### [SELECTION]

——————————

My question is quite simple, I'm trying to simulate 500 draws from any distribution using sample().
Let's take binomial distribution B(10,0.5) for example. Using the sample() function in R.
This is what I did:
draw = 1:500
data = sample(x=draw, size=10, replace=TRUE, prob=rep(0.5, each=500))
However whenever I draw the historgram, it looks like it's random and doesn't have a binomial distribution. What am I doing wrong?
Note: I know there is rbinom() function in r that does this. I am trying to understand how the sample() function works.
data = rbinom(n=500,size=10,prob=.5)
hist(data)
sample(x = c(1,0),size = 10,replace=TRUE,prob = c(0.5,0.5))
You may want to histogram the sum of this vector generated multiple times to see your binomial distribution.
draws=c()
for(i in 1:500){
draws=c(draws,sum(sample(x = c(1,0),size = 10,replace=TRUE,prob = c(0.5,0.5))))
}
hist(draws)

——————————

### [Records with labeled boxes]
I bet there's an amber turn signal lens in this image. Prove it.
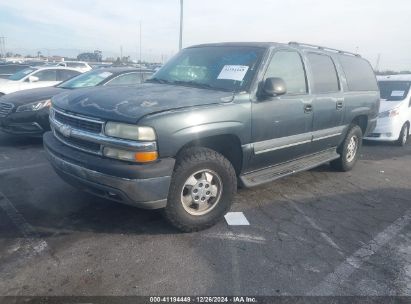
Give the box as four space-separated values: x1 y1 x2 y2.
134 151 158 163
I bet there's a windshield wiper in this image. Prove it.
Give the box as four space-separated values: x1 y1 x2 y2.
172 80 227 91
146 77 173 84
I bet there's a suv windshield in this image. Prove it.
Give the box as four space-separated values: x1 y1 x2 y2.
57 69 113 89
9 69 35 80
148 46 265 91
378 81 411 101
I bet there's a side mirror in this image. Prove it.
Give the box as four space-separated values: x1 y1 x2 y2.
29 75 40 82
263 77 287 96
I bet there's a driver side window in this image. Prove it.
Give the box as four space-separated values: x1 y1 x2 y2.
265 51 307 95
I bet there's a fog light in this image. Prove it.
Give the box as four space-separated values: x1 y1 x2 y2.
103 147 158 163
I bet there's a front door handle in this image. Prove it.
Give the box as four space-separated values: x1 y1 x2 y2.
304 103 313 114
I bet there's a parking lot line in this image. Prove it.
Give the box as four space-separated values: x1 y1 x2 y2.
205 231 267 244
309 209 411 296
0 162 49 174
0 192 48 254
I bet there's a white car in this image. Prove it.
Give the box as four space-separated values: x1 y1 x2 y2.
365 74 411 146
0 66 81 96
57 61 92 73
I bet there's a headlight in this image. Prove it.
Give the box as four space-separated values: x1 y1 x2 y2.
16 99 51 112
378 109 400 118
104 122 156 140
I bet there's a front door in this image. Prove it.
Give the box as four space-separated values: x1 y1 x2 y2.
250 50 313 170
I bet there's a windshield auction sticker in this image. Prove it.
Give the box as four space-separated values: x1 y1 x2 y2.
217 65 248 81
391 91 405 97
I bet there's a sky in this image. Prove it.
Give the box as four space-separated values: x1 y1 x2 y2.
0 0 411 70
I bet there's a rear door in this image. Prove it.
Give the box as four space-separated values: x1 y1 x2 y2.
306 52 344 153
250 49 312 169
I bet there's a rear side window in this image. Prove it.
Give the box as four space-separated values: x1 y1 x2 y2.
339 56 378 91
307 53 340 94
265 51 307 94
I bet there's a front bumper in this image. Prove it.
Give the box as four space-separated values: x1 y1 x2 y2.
0 109 50 136
43 132 175 209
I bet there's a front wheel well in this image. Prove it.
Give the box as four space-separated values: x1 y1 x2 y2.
177 134 243 175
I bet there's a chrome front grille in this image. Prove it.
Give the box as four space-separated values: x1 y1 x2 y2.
0 102 13 117
50 107 157 156
54 110 103 134
54 130 101 154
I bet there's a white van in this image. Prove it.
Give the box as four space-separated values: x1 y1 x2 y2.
365 74 411 146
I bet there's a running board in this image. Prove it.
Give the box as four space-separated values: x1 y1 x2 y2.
240 148 340 188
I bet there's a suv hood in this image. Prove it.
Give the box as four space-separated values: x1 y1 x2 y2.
52 83 232 123
0 87 65 106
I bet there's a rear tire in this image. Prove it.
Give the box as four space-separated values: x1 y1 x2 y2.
164 147 237 232
331 124 362 172
397 123 409 147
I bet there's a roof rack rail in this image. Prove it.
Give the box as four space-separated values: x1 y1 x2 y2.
288 41 361 57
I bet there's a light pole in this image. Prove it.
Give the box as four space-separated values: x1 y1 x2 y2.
178 0 183 50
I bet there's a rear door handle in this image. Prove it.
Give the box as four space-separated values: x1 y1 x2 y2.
304 103 313 113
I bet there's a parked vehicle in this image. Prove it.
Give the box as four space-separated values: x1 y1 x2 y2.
366 74 411 146
57 61 92 73
43 43 380 231
0 68 152 136
0 63 30 79
0 66 81 96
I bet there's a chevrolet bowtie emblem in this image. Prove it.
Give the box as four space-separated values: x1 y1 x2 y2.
60 126 71 137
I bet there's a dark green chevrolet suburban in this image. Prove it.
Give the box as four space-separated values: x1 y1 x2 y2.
44 42 380 231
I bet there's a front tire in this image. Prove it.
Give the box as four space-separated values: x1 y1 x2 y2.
164 147 237 232
331 124 363 172
397 123 409 147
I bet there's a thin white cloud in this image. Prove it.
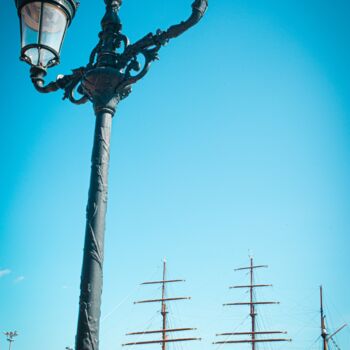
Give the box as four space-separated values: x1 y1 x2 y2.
13 276 24 283
0 269 11 278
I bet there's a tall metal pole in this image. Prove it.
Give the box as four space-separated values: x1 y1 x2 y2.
161 259 167 350
76 112 112 350
17 0 208 350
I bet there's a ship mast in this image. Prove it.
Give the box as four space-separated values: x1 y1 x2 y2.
320 286 328 350
214 257 291 350
122 259 201 350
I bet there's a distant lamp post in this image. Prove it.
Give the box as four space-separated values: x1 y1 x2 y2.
4 331 18 350
16 0 208 350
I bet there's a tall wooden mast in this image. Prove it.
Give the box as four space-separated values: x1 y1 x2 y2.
214 257 291 350
123 259 201 350
320 286 328 350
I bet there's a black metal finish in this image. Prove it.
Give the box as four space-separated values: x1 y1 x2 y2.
75 111 112 349
17 0 208 350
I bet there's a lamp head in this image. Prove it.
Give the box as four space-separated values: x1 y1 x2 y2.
16 0 78 70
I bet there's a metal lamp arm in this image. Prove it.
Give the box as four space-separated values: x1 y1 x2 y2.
119 0 208 86
30 67 88 104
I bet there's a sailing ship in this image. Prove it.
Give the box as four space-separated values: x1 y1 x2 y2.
320 286 347 350
213 257 291 350
122 259 201 350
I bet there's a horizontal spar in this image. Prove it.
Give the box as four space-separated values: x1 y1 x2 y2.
229 284 272 289
126 328 197 335
141 280 186 285
216 331 287 336
223 301 279 306
134 297 191 304
235 265 269 271
122 338 202 346
213 338 292 344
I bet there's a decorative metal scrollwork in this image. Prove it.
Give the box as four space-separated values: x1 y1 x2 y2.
31 0 208 108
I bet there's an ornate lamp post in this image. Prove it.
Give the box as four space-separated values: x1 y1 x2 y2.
15 0 208 350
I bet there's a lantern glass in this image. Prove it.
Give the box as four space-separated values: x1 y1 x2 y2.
21 1 68 68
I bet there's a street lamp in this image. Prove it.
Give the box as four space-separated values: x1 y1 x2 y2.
4 331 18 350
16 0 208 350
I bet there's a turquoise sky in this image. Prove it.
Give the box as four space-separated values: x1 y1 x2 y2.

——————————

### [EXERCISE TASK]
Please return, word for word, the part of the thread on simulating binomial draws with sample() starting at "Note: I know" and ending at "your binomial distribution.". These records were taken from a separate source.

### [EXERCISE RESPONSE]
Note: I know there is rbinom() function in r that does this. I am trying to understand how the sample() function works.
data = rbinom(n=500,size=10,prob=.5)
hist(data)
sample(x = c(1,0),size = 10,replace=TRUE,prob = c(0.5,0.5))
You may want to histogram the sum of this vector generated multiple times to see your binomial distribution.